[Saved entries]

[Start of Attachment]

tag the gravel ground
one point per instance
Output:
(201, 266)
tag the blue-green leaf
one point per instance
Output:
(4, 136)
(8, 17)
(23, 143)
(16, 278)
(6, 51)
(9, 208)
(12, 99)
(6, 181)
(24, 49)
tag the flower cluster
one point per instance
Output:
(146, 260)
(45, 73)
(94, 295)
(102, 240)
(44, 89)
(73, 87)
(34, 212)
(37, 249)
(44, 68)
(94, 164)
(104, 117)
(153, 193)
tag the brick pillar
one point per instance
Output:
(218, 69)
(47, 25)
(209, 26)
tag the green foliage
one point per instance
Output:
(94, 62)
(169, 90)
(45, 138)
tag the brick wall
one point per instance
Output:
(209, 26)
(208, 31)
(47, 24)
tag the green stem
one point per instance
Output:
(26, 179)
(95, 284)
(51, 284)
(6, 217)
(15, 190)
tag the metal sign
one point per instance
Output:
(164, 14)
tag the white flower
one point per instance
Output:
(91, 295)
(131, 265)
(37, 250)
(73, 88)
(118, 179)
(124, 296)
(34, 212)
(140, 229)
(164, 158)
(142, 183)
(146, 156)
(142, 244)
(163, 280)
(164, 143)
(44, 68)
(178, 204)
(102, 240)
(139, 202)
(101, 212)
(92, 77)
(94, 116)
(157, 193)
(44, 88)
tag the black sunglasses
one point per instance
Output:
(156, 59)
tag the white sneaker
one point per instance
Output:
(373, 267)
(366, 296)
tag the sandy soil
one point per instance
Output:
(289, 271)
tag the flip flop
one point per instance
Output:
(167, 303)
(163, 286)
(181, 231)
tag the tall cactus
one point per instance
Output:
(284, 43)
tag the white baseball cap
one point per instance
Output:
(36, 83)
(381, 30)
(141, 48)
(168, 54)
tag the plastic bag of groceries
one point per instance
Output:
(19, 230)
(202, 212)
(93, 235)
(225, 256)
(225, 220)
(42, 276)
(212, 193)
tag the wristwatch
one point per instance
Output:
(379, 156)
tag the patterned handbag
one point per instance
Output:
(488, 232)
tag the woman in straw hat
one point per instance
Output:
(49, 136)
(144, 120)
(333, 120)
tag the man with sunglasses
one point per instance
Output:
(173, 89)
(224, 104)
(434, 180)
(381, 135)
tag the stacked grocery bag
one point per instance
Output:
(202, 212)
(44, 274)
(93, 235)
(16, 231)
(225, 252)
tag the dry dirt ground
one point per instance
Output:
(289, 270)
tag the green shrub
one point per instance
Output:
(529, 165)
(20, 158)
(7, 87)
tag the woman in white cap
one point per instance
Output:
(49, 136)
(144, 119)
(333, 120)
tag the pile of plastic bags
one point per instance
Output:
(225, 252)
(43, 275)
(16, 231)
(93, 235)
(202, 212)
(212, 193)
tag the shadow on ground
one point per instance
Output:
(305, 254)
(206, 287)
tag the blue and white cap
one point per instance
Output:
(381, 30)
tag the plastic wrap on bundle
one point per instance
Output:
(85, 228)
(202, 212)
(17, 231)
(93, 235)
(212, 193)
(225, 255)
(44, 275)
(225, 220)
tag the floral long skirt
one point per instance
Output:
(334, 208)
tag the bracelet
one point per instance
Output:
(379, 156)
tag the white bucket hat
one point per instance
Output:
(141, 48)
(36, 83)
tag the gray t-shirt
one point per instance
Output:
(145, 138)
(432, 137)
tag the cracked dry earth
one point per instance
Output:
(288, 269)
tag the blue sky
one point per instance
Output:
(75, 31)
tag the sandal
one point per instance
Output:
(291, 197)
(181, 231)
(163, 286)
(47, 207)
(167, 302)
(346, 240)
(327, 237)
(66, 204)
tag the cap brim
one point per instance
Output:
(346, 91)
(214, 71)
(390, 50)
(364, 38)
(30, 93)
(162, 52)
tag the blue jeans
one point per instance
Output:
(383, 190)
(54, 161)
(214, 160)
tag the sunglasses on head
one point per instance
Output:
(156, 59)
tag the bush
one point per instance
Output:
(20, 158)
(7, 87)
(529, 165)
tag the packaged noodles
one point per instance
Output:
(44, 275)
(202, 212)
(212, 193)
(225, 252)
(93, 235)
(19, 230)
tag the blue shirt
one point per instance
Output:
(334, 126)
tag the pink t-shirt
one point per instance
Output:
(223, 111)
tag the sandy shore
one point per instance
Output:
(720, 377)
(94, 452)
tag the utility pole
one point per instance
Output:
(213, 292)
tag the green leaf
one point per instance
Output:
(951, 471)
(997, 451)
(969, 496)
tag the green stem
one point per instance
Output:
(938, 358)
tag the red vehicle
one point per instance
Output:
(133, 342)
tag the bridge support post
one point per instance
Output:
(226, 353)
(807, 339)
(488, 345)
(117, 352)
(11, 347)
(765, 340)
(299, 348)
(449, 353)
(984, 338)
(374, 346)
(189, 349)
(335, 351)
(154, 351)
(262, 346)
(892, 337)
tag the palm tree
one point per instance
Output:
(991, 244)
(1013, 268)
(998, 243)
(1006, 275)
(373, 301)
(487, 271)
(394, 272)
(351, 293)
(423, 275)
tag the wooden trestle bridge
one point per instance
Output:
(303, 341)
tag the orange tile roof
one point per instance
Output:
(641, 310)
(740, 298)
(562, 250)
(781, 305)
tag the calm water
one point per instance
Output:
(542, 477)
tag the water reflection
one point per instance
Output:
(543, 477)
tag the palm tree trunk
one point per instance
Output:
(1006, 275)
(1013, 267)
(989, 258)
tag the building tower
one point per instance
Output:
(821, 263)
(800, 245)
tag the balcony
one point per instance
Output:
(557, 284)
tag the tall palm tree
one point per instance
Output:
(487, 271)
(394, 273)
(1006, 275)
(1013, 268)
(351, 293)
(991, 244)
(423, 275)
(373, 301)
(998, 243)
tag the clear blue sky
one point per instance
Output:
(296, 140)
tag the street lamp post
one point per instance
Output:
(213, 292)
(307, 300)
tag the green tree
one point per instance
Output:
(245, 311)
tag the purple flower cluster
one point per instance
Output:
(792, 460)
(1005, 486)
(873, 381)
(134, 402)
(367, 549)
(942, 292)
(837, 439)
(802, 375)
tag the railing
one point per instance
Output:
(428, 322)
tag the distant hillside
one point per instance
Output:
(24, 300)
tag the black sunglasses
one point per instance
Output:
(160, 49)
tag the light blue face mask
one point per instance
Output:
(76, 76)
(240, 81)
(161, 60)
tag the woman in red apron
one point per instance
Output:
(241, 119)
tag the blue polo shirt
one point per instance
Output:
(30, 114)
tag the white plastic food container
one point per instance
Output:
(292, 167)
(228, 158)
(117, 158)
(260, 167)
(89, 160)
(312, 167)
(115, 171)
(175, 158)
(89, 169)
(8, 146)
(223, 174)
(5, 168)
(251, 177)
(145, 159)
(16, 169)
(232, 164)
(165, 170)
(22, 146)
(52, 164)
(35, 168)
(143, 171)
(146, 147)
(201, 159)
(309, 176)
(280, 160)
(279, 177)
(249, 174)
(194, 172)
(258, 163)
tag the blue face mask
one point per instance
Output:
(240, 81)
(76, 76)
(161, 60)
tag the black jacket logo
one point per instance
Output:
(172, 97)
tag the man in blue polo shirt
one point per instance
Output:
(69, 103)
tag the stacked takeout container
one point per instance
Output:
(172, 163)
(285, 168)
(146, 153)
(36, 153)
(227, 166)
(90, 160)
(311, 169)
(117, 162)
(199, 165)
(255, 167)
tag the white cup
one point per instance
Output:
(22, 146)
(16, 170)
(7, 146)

[End of Attachment]

Within the entries above, find every line where the string "shirt" occurs, and copy it.

tag the gray t-shirt
tag the blue shirt
tag the pink t-shirt
tag the blue polo shirt
tag the man in blue polo shirt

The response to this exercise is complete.